(Items from a dataset)
+===+

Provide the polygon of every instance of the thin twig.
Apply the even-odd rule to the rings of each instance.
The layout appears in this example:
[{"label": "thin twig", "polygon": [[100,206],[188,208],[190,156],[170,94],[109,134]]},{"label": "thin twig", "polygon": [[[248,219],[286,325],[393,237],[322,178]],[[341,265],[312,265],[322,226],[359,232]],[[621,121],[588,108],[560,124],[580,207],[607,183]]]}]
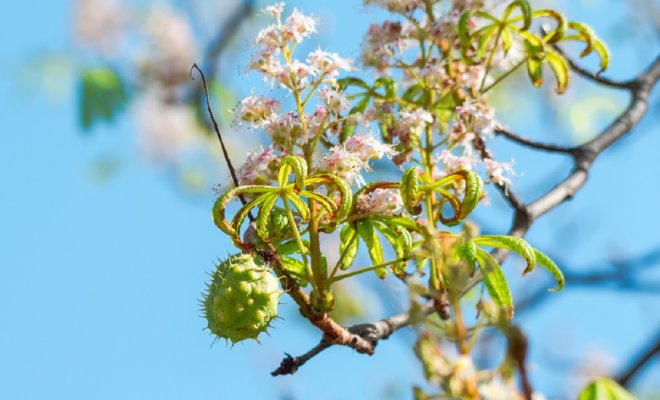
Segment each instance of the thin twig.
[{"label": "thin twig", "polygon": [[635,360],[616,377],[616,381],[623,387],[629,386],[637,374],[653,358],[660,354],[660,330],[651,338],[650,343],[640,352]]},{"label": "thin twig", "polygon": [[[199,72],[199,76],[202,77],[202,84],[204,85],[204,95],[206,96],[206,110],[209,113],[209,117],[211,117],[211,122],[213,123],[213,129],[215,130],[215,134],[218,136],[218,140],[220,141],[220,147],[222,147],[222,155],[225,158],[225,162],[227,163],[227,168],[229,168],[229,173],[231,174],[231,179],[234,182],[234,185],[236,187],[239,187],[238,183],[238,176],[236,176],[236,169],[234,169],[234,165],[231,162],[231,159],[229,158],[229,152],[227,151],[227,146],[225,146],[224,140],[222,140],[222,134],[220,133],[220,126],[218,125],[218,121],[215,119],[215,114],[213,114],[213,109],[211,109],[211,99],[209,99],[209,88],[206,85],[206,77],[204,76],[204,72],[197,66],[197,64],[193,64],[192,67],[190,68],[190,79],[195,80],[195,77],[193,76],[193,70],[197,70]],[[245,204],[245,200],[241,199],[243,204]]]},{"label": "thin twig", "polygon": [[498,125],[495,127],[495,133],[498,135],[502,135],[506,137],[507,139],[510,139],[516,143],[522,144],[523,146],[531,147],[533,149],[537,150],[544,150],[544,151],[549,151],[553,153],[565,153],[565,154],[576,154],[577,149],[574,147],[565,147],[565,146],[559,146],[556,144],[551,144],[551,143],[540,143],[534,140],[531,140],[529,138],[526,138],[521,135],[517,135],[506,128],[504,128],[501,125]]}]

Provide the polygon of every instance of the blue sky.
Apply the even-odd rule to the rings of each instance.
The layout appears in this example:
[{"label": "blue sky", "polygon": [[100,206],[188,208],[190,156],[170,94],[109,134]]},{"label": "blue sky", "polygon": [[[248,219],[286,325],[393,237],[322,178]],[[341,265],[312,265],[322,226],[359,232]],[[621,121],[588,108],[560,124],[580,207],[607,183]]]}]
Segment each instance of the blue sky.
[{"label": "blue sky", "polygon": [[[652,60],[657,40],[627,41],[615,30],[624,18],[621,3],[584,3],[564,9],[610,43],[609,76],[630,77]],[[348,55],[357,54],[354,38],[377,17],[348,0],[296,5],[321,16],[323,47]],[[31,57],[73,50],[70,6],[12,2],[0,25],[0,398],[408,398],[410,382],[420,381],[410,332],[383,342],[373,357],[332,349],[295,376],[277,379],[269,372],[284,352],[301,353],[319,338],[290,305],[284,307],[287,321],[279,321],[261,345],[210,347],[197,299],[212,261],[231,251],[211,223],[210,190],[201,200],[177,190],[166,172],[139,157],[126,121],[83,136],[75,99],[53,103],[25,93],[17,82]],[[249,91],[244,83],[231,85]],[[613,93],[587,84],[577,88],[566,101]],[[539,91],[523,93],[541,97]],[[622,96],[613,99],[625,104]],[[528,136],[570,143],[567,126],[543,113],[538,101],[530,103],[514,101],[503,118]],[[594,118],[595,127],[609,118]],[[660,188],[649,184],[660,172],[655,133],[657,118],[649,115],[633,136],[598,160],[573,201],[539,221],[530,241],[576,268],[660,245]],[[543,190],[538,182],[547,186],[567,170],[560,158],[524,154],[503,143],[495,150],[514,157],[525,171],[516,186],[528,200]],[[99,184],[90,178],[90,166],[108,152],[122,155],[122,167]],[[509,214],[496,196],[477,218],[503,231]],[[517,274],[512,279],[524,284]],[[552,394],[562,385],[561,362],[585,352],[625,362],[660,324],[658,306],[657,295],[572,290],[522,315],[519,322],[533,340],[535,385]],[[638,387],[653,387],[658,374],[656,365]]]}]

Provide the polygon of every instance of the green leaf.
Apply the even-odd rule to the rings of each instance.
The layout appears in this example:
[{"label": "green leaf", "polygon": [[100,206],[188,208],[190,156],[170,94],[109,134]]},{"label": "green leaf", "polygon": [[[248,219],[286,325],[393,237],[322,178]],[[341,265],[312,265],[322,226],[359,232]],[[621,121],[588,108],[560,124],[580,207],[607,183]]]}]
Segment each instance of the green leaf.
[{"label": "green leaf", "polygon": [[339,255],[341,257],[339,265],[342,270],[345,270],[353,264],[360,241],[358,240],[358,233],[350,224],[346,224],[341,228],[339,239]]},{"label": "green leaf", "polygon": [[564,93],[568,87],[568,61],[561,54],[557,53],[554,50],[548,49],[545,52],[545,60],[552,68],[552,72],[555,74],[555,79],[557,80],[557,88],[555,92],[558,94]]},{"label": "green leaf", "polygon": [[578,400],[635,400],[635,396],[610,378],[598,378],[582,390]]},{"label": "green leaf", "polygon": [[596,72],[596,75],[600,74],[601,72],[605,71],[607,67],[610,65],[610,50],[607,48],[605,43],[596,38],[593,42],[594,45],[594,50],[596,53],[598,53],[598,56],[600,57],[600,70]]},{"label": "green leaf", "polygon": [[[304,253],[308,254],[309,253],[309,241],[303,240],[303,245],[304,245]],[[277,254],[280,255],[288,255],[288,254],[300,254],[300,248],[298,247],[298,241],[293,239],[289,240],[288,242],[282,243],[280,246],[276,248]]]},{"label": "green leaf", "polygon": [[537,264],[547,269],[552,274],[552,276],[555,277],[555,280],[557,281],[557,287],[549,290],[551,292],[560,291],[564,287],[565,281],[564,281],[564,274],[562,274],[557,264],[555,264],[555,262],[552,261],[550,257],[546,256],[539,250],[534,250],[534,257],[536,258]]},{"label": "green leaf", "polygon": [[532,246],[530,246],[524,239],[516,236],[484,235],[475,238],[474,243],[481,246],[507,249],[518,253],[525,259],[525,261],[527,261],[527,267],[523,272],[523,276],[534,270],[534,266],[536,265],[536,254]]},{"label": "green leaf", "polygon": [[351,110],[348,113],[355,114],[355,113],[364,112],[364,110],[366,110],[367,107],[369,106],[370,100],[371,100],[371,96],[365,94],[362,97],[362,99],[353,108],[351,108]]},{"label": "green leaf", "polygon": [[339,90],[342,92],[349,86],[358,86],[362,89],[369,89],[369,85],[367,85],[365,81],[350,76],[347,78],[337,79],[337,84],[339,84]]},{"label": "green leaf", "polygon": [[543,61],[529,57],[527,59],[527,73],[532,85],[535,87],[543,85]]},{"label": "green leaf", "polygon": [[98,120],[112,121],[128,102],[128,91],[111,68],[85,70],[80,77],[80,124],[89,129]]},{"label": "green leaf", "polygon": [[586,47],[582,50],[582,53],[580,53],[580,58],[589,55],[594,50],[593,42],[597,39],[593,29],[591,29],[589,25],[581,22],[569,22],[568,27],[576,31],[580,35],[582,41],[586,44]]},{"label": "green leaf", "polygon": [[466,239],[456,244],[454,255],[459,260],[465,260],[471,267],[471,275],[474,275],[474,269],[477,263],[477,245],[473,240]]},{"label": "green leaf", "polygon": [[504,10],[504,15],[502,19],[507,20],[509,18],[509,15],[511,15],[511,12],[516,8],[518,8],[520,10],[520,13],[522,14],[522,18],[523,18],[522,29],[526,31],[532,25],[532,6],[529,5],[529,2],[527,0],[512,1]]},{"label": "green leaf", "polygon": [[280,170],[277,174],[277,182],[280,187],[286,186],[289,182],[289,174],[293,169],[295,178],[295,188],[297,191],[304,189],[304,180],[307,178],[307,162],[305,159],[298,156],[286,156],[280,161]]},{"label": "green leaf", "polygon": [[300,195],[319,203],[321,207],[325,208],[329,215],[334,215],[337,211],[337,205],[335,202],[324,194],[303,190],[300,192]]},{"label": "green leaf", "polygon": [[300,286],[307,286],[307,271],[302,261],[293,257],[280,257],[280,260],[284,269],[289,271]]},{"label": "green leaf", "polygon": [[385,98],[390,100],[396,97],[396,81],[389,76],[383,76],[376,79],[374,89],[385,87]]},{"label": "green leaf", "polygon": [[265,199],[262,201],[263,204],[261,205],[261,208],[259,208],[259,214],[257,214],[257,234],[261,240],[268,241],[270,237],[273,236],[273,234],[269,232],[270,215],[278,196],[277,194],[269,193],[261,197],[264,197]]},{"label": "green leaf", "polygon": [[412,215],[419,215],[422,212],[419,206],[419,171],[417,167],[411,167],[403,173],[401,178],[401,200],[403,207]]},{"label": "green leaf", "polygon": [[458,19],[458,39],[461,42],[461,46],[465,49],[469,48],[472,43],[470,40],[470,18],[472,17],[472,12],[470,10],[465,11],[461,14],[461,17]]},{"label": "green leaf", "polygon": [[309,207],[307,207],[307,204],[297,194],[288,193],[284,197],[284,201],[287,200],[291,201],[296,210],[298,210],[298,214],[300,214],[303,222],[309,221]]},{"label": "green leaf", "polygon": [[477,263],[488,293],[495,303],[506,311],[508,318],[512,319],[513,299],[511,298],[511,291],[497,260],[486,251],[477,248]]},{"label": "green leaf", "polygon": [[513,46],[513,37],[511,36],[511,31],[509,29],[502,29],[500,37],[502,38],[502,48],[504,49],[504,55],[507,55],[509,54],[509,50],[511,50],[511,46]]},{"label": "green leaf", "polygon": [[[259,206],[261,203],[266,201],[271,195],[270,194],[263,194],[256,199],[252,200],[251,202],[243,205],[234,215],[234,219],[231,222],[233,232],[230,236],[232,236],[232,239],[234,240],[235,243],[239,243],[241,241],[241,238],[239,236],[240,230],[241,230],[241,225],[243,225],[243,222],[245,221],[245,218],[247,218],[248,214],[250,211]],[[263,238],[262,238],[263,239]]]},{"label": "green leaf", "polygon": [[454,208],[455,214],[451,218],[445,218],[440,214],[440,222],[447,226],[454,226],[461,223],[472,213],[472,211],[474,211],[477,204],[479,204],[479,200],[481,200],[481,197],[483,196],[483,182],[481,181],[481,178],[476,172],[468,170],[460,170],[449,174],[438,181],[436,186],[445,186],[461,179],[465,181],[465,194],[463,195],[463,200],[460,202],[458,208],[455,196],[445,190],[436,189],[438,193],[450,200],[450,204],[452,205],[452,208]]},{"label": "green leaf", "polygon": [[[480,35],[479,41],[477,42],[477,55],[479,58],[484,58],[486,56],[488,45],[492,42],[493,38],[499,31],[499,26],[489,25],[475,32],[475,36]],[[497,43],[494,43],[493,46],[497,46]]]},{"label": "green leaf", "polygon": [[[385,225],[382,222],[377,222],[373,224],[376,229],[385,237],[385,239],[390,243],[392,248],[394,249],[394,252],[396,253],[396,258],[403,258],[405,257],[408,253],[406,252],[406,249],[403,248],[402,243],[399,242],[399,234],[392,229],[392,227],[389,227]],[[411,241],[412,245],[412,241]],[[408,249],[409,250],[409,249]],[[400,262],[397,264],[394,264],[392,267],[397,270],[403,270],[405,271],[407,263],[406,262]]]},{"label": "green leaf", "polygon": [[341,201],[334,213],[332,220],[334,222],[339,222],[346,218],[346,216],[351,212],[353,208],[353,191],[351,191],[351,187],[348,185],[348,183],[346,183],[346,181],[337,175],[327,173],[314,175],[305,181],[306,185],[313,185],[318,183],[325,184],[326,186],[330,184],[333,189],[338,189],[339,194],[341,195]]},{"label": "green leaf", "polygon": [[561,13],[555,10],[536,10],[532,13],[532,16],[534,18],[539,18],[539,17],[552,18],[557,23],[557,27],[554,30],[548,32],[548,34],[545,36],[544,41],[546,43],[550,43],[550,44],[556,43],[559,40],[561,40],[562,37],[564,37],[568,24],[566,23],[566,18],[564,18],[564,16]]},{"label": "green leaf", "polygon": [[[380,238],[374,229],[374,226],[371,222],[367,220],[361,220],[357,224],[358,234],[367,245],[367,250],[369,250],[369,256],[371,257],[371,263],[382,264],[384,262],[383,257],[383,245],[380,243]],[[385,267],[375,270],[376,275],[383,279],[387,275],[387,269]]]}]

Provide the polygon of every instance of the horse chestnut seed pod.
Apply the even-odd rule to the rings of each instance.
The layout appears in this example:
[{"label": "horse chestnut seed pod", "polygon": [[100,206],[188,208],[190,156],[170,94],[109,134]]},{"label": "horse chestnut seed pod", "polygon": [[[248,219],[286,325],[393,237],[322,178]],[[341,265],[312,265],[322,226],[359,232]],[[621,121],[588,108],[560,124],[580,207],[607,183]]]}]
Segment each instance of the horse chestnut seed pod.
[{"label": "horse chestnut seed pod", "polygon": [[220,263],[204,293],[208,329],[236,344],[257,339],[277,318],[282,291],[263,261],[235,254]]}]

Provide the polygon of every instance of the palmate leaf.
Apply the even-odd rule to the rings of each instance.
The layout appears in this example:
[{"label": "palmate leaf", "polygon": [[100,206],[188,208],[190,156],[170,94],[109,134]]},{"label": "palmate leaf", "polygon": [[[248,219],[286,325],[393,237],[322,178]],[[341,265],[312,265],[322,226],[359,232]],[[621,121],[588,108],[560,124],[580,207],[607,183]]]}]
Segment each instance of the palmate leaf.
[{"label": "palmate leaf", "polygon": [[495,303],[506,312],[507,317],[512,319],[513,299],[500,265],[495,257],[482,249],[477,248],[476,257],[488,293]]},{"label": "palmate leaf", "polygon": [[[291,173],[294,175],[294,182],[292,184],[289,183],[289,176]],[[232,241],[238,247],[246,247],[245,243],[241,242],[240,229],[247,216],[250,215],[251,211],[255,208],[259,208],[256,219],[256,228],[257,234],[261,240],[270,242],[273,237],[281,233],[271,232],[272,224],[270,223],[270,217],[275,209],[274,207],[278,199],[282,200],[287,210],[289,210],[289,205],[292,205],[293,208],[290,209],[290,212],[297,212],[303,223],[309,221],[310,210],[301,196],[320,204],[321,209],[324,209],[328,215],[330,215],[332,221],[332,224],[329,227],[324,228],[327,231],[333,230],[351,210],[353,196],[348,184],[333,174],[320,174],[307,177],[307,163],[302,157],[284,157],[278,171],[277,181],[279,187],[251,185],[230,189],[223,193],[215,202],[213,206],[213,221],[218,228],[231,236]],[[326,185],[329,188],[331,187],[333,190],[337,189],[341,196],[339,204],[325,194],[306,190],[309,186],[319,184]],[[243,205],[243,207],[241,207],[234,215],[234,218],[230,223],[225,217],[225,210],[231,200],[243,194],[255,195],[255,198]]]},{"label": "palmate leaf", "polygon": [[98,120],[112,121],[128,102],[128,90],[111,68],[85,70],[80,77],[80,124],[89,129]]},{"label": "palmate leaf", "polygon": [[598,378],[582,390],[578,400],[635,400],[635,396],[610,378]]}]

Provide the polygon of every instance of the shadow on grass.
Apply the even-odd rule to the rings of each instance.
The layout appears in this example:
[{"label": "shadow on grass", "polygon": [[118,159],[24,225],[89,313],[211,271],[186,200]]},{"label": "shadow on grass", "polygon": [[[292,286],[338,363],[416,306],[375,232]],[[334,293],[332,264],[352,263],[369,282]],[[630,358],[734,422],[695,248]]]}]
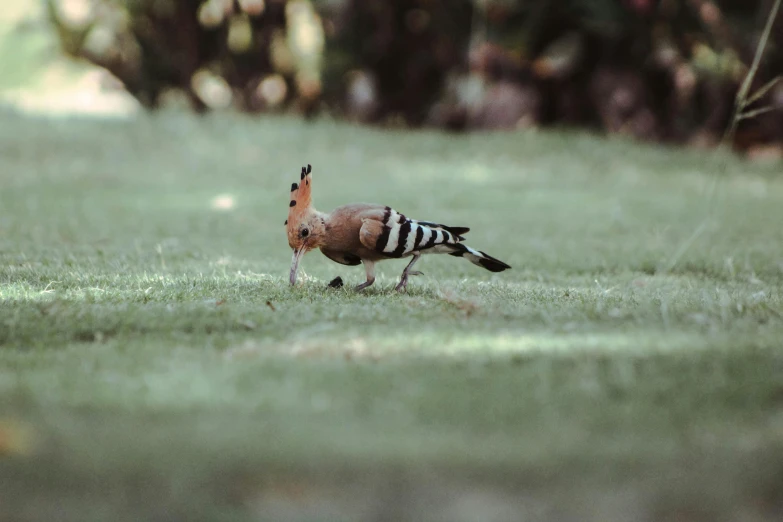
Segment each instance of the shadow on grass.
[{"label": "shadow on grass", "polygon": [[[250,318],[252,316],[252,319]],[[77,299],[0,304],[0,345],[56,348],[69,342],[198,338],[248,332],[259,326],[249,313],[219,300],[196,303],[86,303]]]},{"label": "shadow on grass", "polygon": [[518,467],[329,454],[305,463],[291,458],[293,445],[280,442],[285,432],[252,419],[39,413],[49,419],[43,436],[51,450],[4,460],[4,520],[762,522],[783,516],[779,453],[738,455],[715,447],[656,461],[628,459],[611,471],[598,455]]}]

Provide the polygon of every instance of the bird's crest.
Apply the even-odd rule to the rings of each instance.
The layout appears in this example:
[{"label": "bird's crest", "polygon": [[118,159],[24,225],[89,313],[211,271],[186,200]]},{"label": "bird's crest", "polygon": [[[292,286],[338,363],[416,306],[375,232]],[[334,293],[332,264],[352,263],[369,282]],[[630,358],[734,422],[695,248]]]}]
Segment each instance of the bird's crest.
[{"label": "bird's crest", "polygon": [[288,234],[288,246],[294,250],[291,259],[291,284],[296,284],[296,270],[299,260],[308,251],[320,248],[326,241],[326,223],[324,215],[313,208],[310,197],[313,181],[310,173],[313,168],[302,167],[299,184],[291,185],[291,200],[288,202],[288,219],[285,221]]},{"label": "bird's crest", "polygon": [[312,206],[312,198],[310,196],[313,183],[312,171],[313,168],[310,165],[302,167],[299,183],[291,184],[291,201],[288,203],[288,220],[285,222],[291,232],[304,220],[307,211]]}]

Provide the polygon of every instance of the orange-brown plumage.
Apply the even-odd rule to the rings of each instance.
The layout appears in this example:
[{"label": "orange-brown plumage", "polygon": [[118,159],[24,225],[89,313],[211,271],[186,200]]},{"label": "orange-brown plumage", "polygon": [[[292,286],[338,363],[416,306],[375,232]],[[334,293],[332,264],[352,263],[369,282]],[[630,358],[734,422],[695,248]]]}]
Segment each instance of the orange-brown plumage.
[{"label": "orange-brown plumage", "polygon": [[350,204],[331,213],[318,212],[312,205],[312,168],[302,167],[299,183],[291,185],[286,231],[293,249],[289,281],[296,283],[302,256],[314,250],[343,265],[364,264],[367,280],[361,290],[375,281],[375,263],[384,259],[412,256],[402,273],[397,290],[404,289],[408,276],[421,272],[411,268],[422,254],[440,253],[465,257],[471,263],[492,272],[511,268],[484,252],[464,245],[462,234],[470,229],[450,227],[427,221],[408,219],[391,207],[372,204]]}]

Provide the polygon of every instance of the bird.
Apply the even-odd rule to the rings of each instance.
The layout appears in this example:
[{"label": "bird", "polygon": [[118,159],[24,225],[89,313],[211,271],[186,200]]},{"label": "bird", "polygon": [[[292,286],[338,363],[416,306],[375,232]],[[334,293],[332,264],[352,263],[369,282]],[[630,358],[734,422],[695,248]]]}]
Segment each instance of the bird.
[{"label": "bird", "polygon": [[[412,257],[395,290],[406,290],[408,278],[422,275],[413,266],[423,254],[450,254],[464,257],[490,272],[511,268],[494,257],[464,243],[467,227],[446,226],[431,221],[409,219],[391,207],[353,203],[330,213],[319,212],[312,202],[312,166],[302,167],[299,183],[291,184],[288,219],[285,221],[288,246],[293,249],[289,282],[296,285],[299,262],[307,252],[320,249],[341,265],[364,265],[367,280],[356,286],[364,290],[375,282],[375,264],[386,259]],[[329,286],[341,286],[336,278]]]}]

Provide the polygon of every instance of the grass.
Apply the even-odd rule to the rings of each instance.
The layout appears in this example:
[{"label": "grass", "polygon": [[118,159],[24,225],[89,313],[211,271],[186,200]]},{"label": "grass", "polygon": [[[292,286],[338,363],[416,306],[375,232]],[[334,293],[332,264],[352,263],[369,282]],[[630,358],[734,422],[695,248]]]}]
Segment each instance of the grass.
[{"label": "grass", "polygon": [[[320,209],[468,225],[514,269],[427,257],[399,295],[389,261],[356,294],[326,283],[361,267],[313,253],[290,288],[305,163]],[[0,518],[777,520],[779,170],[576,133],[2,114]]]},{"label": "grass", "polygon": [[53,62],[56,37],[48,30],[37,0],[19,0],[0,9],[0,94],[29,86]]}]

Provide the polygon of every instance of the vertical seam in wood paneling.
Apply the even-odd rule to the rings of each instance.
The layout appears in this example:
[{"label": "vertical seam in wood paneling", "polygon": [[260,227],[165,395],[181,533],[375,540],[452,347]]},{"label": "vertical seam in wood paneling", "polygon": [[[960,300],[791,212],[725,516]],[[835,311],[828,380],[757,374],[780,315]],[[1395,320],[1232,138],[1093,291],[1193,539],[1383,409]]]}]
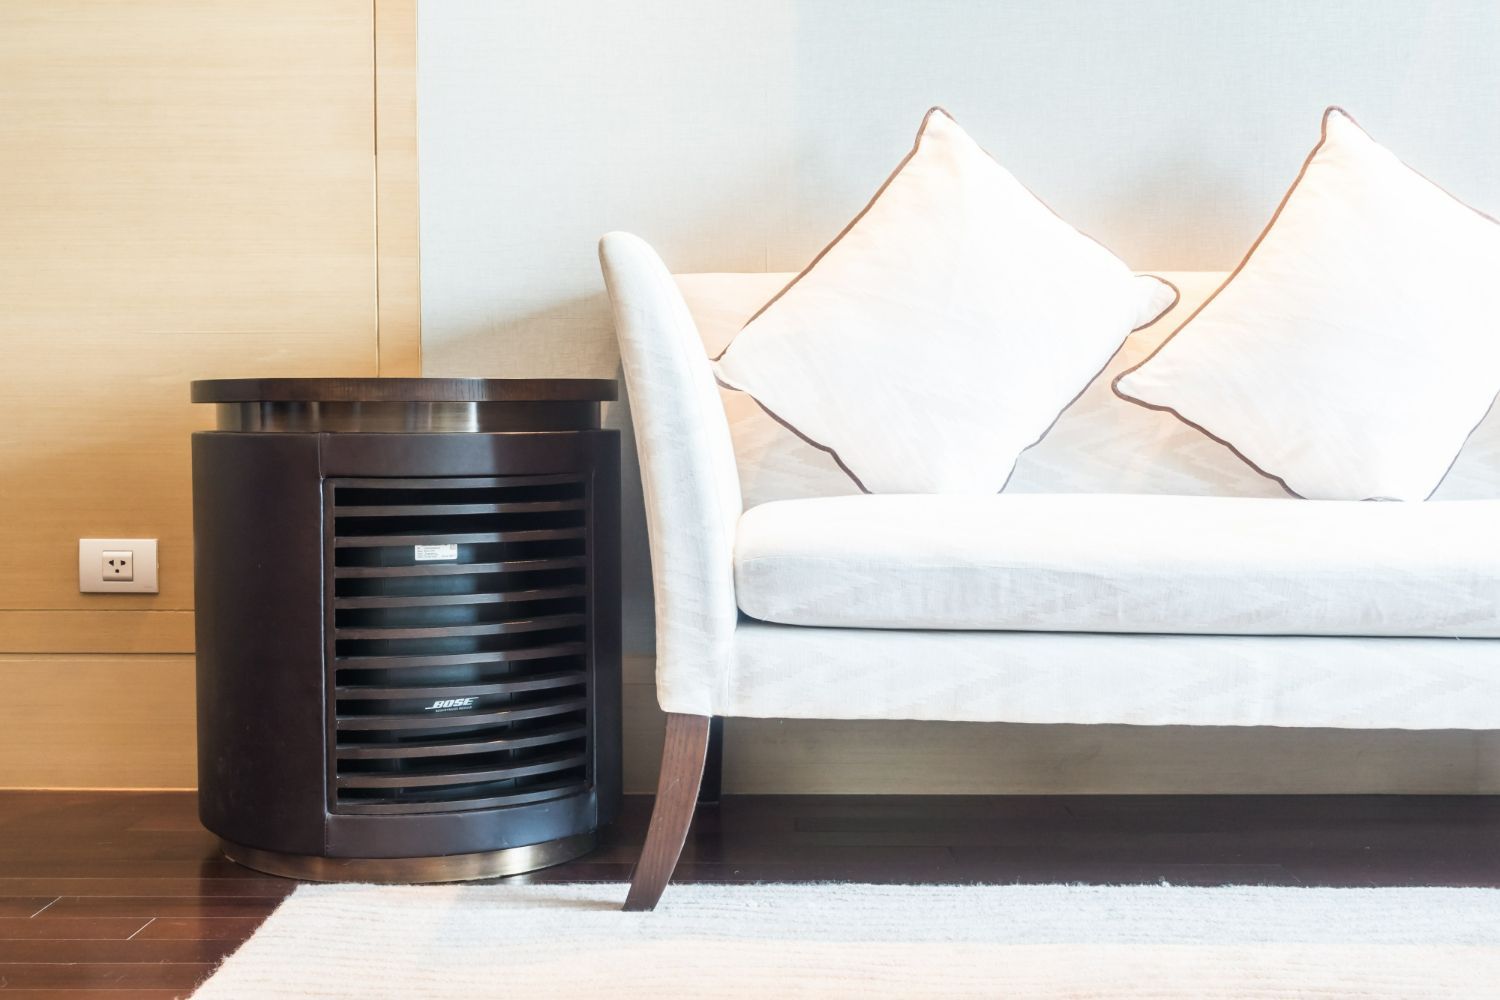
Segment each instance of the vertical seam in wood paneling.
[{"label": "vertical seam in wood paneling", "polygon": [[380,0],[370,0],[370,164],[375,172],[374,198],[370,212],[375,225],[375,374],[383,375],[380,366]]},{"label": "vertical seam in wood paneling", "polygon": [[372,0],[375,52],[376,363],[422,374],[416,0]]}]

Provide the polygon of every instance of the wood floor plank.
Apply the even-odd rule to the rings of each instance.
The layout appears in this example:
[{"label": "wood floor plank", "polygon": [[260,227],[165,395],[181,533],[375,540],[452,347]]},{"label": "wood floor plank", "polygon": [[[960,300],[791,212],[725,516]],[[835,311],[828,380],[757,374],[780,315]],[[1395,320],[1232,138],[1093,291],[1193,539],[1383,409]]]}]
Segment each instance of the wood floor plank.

+===+

▸ Task directions
With "floor" as the word to match, copy each line of the records that has it.

▸ Task answer
Provide the polygon of every instance of the wood floor plank.
[{"label": "wood floor plank", "polygon": [[260,227],[165,395],[181,533],[375,540],[452,347]]},{"label": "wood floor plank", "polygon": [[[960,300],[791,212],[725,516]],[[835,311],[828,380],[757,374],[780,315]],[[1395,320],[1232,138],[1093,291],[1193,539],[1383,409]]]}]
Segment each instance of the wood floor plank.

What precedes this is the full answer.